◆ Text segment:
*** Begin section ***

- Born: 24 January 1970 (age 56) Khoy, Iran
- Education: Master's degree of Biology
- Occupations: TV presenter, football commentator
- Years active: 1998–present
- Known for: Host of IRIB sports programs

= Peyman Yousefi =

Iranian football commentator, television presenter and producer

Peyman Yousefi (پیمان یوسفی; born 24 January 1970 in Khoy, Iran) is an Iranian football commentator, television presenter and producer. He has a master's degree in biology.

== Personal life ==
He is originally from the city of Khoy in the province of West Azerbaijan. He is married and has a son. According to him, he has been following sports magazines such as Donyaye Varzesh and Keyhan Varzeshi since he was a child.

== Getting into reporting ==
Peyman Yousefi joined the IRIB Organization in 1998 and a year later made his first report on the 1999 FIFA World Youth Championship between Argentina and Colombia. He had a bad cold that day.

*** End section ***

◆ Data to examine:

*** Begin section ***

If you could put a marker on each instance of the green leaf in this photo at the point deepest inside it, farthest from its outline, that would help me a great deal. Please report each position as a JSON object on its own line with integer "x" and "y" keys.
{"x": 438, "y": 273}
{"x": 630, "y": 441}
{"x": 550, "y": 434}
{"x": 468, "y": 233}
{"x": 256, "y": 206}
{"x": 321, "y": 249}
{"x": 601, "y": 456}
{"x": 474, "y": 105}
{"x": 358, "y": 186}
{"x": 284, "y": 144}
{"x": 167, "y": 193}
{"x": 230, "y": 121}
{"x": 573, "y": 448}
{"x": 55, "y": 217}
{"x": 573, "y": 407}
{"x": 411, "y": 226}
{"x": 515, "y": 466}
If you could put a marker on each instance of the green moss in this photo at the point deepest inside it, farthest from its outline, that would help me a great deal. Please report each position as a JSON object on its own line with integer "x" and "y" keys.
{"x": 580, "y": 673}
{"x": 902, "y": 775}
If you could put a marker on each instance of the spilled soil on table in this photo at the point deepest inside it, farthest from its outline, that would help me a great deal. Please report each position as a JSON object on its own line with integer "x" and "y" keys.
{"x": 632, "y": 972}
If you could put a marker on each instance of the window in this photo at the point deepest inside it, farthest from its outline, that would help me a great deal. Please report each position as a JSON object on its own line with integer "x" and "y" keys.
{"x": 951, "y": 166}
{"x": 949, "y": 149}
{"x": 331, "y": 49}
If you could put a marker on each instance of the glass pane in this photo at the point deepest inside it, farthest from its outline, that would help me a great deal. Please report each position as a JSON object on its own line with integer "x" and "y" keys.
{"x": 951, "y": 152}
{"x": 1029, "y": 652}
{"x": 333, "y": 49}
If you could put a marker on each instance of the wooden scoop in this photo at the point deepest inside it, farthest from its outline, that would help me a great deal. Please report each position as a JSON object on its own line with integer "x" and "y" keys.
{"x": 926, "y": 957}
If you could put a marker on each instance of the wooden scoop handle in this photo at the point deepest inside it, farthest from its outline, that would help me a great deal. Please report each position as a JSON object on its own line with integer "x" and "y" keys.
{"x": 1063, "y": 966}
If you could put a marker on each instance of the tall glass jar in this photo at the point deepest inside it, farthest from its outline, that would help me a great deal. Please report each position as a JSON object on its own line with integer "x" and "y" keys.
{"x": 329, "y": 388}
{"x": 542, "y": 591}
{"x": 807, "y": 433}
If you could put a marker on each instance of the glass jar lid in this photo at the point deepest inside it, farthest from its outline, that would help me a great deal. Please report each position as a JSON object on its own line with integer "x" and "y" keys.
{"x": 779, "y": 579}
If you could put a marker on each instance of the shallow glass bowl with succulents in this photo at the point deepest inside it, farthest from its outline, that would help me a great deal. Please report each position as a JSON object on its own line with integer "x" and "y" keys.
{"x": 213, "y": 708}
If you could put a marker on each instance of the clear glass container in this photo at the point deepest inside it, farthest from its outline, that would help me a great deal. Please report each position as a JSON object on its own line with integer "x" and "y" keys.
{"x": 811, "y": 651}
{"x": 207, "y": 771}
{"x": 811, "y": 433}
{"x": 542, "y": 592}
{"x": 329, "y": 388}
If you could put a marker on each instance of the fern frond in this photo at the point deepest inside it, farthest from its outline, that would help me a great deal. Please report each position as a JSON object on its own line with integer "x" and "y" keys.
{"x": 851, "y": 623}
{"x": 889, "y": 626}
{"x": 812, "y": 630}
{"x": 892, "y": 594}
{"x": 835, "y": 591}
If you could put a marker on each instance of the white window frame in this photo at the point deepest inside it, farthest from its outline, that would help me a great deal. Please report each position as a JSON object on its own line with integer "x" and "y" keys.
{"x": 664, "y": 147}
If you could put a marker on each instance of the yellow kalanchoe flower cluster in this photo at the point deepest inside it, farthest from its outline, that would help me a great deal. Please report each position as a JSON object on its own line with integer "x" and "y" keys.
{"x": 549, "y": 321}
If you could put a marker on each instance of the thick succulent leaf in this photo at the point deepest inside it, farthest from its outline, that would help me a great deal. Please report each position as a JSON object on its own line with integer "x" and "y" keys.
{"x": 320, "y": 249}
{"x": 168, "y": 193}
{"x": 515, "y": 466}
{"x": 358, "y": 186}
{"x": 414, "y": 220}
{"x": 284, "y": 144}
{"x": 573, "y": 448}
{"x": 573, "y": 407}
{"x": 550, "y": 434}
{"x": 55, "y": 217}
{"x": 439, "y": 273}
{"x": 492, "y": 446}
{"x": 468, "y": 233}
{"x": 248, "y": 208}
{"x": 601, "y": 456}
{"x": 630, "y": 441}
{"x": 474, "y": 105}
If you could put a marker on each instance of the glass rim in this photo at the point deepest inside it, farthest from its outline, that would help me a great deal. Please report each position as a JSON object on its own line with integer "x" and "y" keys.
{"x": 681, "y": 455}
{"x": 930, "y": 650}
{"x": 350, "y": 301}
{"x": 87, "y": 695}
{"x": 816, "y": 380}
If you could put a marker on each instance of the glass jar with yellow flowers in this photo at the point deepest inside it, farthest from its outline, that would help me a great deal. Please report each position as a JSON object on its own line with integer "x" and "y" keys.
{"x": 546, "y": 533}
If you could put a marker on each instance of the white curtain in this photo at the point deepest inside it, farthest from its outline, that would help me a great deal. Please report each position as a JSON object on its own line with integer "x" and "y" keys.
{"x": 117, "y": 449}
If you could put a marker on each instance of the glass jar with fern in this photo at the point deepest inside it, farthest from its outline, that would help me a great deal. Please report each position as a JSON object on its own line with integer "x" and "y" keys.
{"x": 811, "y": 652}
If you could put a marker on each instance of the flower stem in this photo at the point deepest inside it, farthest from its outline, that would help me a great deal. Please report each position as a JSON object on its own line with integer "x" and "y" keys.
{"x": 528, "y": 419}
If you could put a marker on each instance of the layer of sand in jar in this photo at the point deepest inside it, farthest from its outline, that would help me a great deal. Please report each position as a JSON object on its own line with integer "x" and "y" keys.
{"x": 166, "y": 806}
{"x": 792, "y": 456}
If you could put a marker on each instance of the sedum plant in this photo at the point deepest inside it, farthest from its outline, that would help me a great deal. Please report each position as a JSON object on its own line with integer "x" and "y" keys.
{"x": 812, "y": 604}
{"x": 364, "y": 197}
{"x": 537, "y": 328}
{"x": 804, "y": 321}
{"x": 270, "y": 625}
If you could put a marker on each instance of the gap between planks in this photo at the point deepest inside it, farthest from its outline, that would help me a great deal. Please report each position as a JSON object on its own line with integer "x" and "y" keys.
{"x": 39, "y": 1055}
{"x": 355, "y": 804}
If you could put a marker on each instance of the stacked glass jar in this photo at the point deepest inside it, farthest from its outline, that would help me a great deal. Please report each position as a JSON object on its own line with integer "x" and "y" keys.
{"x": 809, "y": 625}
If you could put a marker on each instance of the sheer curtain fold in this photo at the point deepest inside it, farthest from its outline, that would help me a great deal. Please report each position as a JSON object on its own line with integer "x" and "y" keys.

*** End section ***

◆ Work request: Reproduce the part of the article about Peyman Yousefi that starts with "- Born: 24 January" and goes on through "was a child.", keeping every word and mark unchanged. Rely only on the article about Peyman Yousefi, without drawing on the items or any outside knowledge.

◆ Your solution:
- Born: 24 January 1970 (age 56) Khoy, Iran
- Education: Master's degree of Biology
- Occupations: TV presenter, football commentator
- Years active: 1998–present
- Known for: Host of IRIB sports programs

= Peyman Yousefi =

Iranian football commentator, television presenter and producer

Peyman Yousefi (پیمان یوسفی; born 24 January 1970 in Khoy, Iran) is an Iranian football commentator, television presenter and producer. He has a master's degree in biology.

== Personal life ==
He is originally from the city of Khoy in the province of West Azerbaijan. He is married and has a son. According to him, he has been following sports magazines such as Donyaye Varzesh and Keyhan Varzeshi since he was a child.